There's an interesting irony that's informing The American Repertory Theater's daring revival of PIPPIN currently in previews at the Loeb Drama Center in Cambridge, Mass. According to circus choreographer Gypsy Snider, the co-founder of Les 7 doigts de la main enlisted by A.R.T. artistic director Diane Paulus to incorporate circus acrobatics into her bold new staging of the iconic 1970s pop musical, it is the very "magic" that Pippin seeks in his quest to become extraordinary that Snider sometimes dreams of escaping.
"The choice Pippin has to make is whether or not to run away with the circus," she says. "For me, sometimes I would like to run away from the circus."
Born and raised in her parents' San Francisco-based Pickle Family Circus, Snider has been in the ring since the age of four. Her life has been one death-defying act after another. But it wasn't until a few years ago when she faced her greatest nemesis - stage 3.5 colon cancer - that she realized her happiness didn't depend upon the thrills and chills of her unusual career.
"Why do we all search for lives better than what we are?" she ponders. "Why do we have to climb Mt. Everest or jump out of an airplane for adventure? For me, why was 'ordinary' not enough? But cancer changed all that. I forgot the circus and just focused on healing and being with my family. In that stage of total illness I realized that 'extraordinary' is what's inside of us."
PIPPIN marks Snider's full-scale return to work since her recovery. As she creates high-flying circus feats to emphasize the young Pippin's harrowing journey in search of personal fulfillment, she draws upon her own unique life-and-death experiences to achieve the right balance between physical daring and emotional expression.

• • • • •

(Brief 1)
According to the article on the PIPPIN revival, since what age has Gypsy Snider been in the ring?
(Brief 2)
Extend the article on the PIPPIN revival, picking up after its last sentence.
The data that follows is not needed for any task here.

(Data provided)
• • • • •

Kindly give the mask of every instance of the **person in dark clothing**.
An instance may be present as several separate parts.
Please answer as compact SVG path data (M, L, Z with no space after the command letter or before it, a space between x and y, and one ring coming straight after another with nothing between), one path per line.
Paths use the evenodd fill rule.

• • • • •

(Answer section 1)
Since the age of four.

(Answer section 2)
"The acrobatics are not incorporated as skills but as a way to seduce Pippin to a life less ordinary," Snider explains. "The pull is to 'join us,' to push Pippin further and further on his quest. But when he meets Catherine (a widow with a young son), and she asks, 'Can you help me?' he faces an existential crisis. Will he be enticed to go out in a literal blaze of glory or give up everything to care for others who need him? In the end maybe real life just isn't all that thrilling. And maybe that's okay."
PIPPIN, with a book by Roger O. Hirson and music and lyrics by Stephen Schwartz, opened on Broadway in 1972 and ran for five years, nearly 2000 performances. Directed and choreographed by the legendary Bob Fosse, it starred Ben Vereen in a Tony Award-winning turn as the Leading Player and sparked numerous pop artists, including Michael Jackson and Diana Ross, to record covers of the score's more universal tunes "Morning Glow," "I Guess I'll Miss the Man," and "Corner of the Sky." Other memorable songs are "Magic to Do," "No Time at All," and "Spread a Little Sunshine."
Set in 780 A.D. during the Holy Roman Empire - but designed and performed anachronistically to give it a contemporary feel - PIPPIN tells the story of the young royal heir to King Charlemagne's throne as he pursues his dream to live an extraordinary life. On his way he encounters a troupe of players who show him an array of dazzling possibilities. He experiences war, murder, seduction and betrayal but remains unhappy and unfulfilled. The burning question is, "What will it ultimately take for him to achieve his glory?"
"PIPPIN is really Everyman's story," director Paulus says enthusiastically. "Who doesn't go through trials in life to find one's deepest meaning? PIPPIN takes that quest and structures it theatrically, like a morality play. The theater itself becomes a powerful metaphor for young Pippin's experience. He goes through a ritualized series of trials by fire, if you will. Taking that theatrical concept to the next level and performing in the style of the circus just seemed to be in the show's DNA."